• PROBLEM: Return the entries in their entirety, precisely as given.

↓

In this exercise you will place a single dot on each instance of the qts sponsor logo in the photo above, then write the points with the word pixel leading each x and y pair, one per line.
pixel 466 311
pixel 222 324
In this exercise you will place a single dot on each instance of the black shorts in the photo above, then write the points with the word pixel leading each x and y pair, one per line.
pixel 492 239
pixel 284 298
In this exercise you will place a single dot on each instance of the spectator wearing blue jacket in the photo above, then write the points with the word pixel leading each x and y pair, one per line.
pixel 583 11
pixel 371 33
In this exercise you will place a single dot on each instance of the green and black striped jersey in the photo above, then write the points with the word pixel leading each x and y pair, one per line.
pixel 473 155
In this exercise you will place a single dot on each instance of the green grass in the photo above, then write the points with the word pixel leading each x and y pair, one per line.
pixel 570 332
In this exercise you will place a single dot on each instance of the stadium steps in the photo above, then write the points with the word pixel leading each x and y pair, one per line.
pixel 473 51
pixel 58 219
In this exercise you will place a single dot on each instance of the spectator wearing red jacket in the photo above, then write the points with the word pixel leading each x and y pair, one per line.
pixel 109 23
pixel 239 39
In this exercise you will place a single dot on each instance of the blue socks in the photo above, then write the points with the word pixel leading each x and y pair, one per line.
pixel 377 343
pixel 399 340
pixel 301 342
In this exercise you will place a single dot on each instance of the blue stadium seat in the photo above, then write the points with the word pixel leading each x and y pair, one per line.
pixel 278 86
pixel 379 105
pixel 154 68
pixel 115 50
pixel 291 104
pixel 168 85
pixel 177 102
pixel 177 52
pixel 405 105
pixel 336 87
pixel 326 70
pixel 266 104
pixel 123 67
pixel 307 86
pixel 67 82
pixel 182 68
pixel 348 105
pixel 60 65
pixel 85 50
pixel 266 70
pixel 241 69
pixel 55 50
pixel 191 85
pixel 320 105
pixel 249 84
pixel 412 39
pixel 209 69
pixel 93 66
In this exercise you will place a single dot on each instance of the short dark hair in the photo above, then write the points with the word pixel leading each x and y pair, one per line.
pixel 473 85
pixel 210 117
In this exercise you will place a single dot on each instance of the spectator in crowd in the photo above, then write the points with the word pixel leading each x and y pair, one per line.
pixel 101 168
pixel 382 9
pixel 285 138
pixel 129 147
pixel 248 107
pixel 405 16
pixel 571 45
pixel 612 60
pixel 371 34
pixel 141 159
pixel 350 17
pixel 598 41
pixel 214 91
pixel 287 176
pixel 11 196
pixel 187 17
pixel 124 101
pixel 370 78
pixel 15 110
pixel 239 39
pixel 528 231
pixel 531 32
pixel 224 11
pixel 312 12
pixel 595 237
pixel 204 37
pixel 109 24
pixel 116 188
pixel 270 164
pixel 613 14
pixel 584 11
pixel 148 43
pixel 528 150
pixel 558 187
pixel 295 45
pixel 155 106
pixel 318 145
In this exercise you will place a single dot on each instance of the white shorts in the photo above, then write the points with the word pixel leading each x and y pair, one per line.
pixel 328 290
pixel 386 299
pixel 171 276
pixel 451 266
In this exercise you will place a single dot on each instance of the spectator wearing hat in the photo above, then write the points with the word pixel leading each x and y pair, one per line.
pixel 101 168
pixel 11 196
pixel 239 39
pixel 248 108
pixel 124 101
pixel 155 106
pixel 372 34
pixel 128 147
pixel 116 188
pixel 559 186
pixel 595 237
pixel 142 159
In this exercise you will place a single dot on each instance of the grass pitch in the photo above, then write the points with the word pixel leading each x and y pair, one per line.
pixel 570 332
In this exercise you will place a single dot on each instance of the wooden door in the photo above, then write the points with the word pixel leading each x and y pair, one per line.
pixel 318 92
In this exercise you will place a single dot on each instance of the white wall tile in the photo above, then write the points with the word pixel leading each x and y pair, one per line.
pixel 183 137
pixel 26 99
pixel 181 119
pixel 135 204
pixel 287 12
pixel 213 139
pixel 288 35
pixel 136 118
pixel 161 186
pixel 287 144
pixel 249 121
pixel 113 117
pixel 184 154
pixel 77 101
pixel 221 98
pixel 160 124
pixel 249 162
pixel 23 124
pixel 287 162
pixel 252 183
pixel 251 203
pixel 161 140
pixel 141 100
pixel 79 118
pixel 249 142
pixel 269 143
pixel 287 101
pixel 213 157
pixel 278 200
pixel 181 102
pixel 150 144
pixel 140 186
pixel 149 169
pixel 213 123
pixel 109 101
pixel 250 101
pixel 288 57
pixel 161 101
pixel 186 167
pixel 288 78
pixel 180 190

↑

• RESULT BELOW:
In this exercise you will place a single dot on each instance of the qts sponsor logo in the photo above, then write the points with the word pixel leading each x and y pair, one per line.
pixel 466 311
pixel 222 324
In this exercise you will place a single dot on each instance of the black shorts in the photo above, then write the points with the word pixel leading each x and y pair, one per line.
pixel 492 239
pixel 284 298
In this exercise you will place a single dot on each instance of the spectator wearing blue jacket in the photo above, then write the points with the word pixel leading each x and y pair, one per line.
pixel 583 11
pixel 371 33
In this exercise you will place a single dot on each instance of the green and black striped jersey in the photo above, then write the points with the word pixel leading each x and y pair, one per line.
pixel 473 155
In this exercise you will place a single dot on each instance of the green grass in the photo above, then write the points with the word pixel leading each x and y pair, one per line.
pixel 570 332
In this exercise you will place a single dot on each instance of the stadium steps in the photo above, then write the points with the word pixel leading each x and y pair, one per line.
pixel 473 51
pixel 58 219
In this exercise you will place a single dot on each instance of the spectator wearing red jacket in the photo above, then write the points with the word pixel leading each x and y pair, one per line.
pixel 109 23
pixel 239 39
In this exercise you will place a single dot on each instance of the blue socks in the photo above, then write the points with the word pixel leading each x and y pair, one per line.
pixel 377 343
pixel 399 340
pixel 301 342
In this exercise you will place a single dot on each instance of the blue stadium seat in the photo above, then write the points with the word pixel leading each x and y pair, one per line.
pixel 278 86
pixel 379 105
pixel 154 68
pixel 115 50
pixel 291 104
pixel 168 85
pixel 177 102
pixel 177 52
pixel 405 105
pixel 336 87
pixel 326 70
pixel 266 104
pixel 123 67
pixel 307 86
pixel 67 82
pixel 182 68
pixel 348 105
pixel 60 65
pixel 85 50
pixel 266 70
pixel 241 69
pixel 55 50
pixel 191 85
pixel 320 105
pixel 249 84
pixel 412 39
pixel 209 69
pixel 93 66
In this exercise you will place a single dot on each instance of the short dark hair in the photo above, then write the points with the word pixel leading each x and y pair, one per line.
pixel 473 85
pixel 210 117
In this exercise you will place a single dot on each instance of the spectator in crowd in the photo above, then write the points with the word pixel leading each x and y pair, one per line.
pixel 101 168
pixel 382 9
pixel 285 138
pixel 129 147
pixel 248 107
pixel 405 16
pixel 571 45
pixel 612 60
pixel 371 34
pixel 141 159
pixel 350 17
pixel 598 41
pixel 214 91
pixel 287 176
pixel 11 196
pixel 187 17
pixel 124 101
pixel 370 78
pixel 15 110
pixel 239 39
pixel 528 231
pixel 531 32
pixel 224 11
pixel 312 12
pixel 595 237
pixel 204 37
pixel 109 24
pixel 116 188
pixel 270 164
pixel 613 14
pixel 584 11
pixel 148 43
pixel 528 150
pixel 558 187
pixel 295 45
pixel 155 106
pixel 318 145
In this exercise you will place a single dot on each instance of the white shorts in the photo above, then write the points with the word pixel leading each x and y pair, one per line.
pixel 328 290
pixel 386 299
pixel 171 276
pixel 451 266
In this exercise you will place a single dot on each instance of the spectator wearing hat in the photo above, then write the points with the word pixel leading each x and y pair, one per line.
pixel 101 168
pixel 11 196
pixel 239 39
pixel 248 108
pixel 124 101
pixel 155 106
pixel 372 34
pixel 128 147
pixel 116 188
pixel 559 186
pixel 595 237
pixel 142 159
In this exercise you will place a single dot on each instance of the grass pitch in the photo above, then write the points with the word pixel leading each x and y pair, one per line.
pixel 570 332
In this exercise you will place a single dot on each instance of the wooden door in the photo above, then write the points with the word pixel leading each x and y pair, one per line.
pixel 318 92
In this exercise you will place a single dot on each instance of the white wall tile in the photo above, then write the points with the word pixel leading each x and y pair, one per line.
pixel 183 137
pixel 26 99
pixel 181 119
pixel 135 204
pixel 287 12
pixel 213 139
pixel 288 35
pixel 136 118
pixel 161 186
pixel 287 144
pixel 249 121
pixel 113 117
pixel 184 154
pixel 77 101
pixel 221 98
pixel 160 124
pixel 249 162
pixel 23 124
pixel 287 162
pixel 252 183
pixel 251 203
pixel 161 140
pixel 141 100
pixel 79 118
pixel 249 142
pixel 269 143
pixel 287 101
pixel 213 157
pixel 278 200
pixel 181 102
pixel 150 144
pixel 140 186
pixel 149 169
pixel 213 123
pixel 109 101
pixel 250 101
pixel 288 57
pixel 161 101
pixel 186 167
pixel 288 78
pixel 180 190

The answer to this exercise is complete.